True promise is rain. It comes as gift with sure benefits. When rain falls, wilted plants are revived and refreshed. When rain falls ongoing life springs up from death as seeds germinate and grow. The promise is so sure that seeds lye in wait, sometimes for 30 or more years, until the rains come.
The sure benefit of rain is a biological “now, and not yet”. Rain produces nourishment now - bread and rice and maize and sorgo for the eaters around the world - but rain also promises a future so that seeds can be sown in hope. In the wheat growing regions of Kansas and Nebraska there is an old saying, “Sow in the dust and the bins will bust”. In the arid regions of Africa, sowing in the dust is the common practice. Seldom is there enough moisture to germinate the seed. It is sown in hope that the sure benefits of rain’s promise will bring life from ground that is now only dusty death.

**ACTIVITY**
Resume the passage on rain as promise after its final sentence and carry it forward in the same voice. The entries further down have no connection to the passage on rain as promise.

**DATA PROVIDED**
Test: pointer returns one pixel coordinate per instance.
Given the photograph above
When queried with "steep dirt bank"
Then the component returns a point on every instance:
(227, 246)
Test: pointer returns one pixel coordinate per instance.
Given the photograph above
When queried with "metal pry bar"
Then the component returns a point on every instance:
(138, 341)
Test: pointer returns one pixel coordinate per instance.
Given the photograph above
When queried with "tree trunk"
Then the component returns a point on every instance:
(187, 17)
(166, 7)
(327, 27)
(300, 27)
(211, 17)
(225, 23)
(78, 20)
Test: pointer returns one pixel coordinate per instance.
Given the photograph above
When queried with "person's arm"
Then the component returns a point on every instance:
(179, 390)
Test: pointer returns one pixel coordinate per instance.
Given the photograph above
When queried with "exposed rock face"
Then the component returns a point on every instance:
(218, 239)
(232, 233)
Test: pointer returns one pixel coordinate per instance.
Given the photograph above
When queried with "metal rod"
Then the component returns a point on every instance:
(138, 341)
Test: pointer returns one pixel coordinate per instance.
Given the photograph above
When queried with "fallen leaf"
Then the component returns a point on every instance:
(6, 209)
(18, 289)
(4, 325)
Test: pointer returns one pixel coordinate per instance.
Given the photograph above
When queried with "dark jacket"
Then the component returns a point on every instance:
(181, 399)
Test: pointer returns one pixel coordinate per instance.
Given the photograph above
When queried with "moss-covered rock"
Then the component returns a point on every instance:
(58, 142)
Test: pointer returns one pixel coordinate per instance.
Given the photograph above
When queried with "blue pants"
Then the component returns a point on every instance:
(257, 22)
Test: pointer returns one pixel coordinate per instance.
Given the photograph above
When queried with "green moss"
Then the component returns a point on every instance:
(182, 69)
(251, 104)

==

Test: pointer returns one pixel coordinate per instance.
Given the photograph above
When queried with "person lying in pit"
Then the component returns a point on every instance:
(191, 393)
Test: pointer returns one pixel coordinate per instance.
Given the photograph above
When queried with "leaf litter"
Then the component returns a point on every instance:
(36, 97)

==

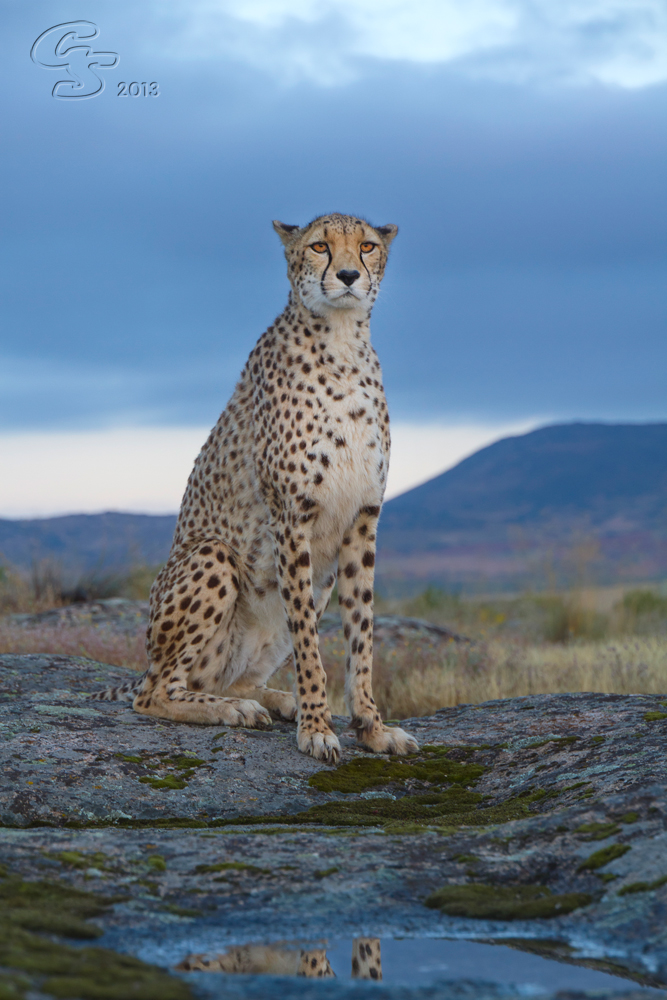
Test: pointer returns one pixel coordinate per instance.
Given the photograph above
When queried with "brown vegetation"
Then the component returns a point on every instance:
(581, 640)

**RESPONSE AREA**
So it is that long before rain was known as a bond of hydrogen and oxygen, it was received as gift bound with promise. And the prophet declares the same is true of the Word that goes forth from the mouth of God. The Word shall not return unfulfilled and empty. The Word will make, create, produce, and yield that which God delights in. That delight is not in the strength of created things, it is not in doing evil, or the death of sinners or in sacrifices but God delights in mercy, and justice, and righteousness.
To an ancient people coming home from exile, crossing a wilderness, seeking to find meaning in the destruction of their whole way of life, God speaks joy and shalom. The gift of God’s Word binds to the promise of new beginnings and new possibilities and in doing so, it effects that new life in the present. Underneath and below what are seen as thorns and prickly bushes, lie great and precious seeds: Cypress trees will grow up to rebuild temple floors and doors, lush and fragrant myrtle plants sprout as symbols of peace and joy and justice. The promise is sure. It is never-ending and so the creative power to effect new life is never-ending as well.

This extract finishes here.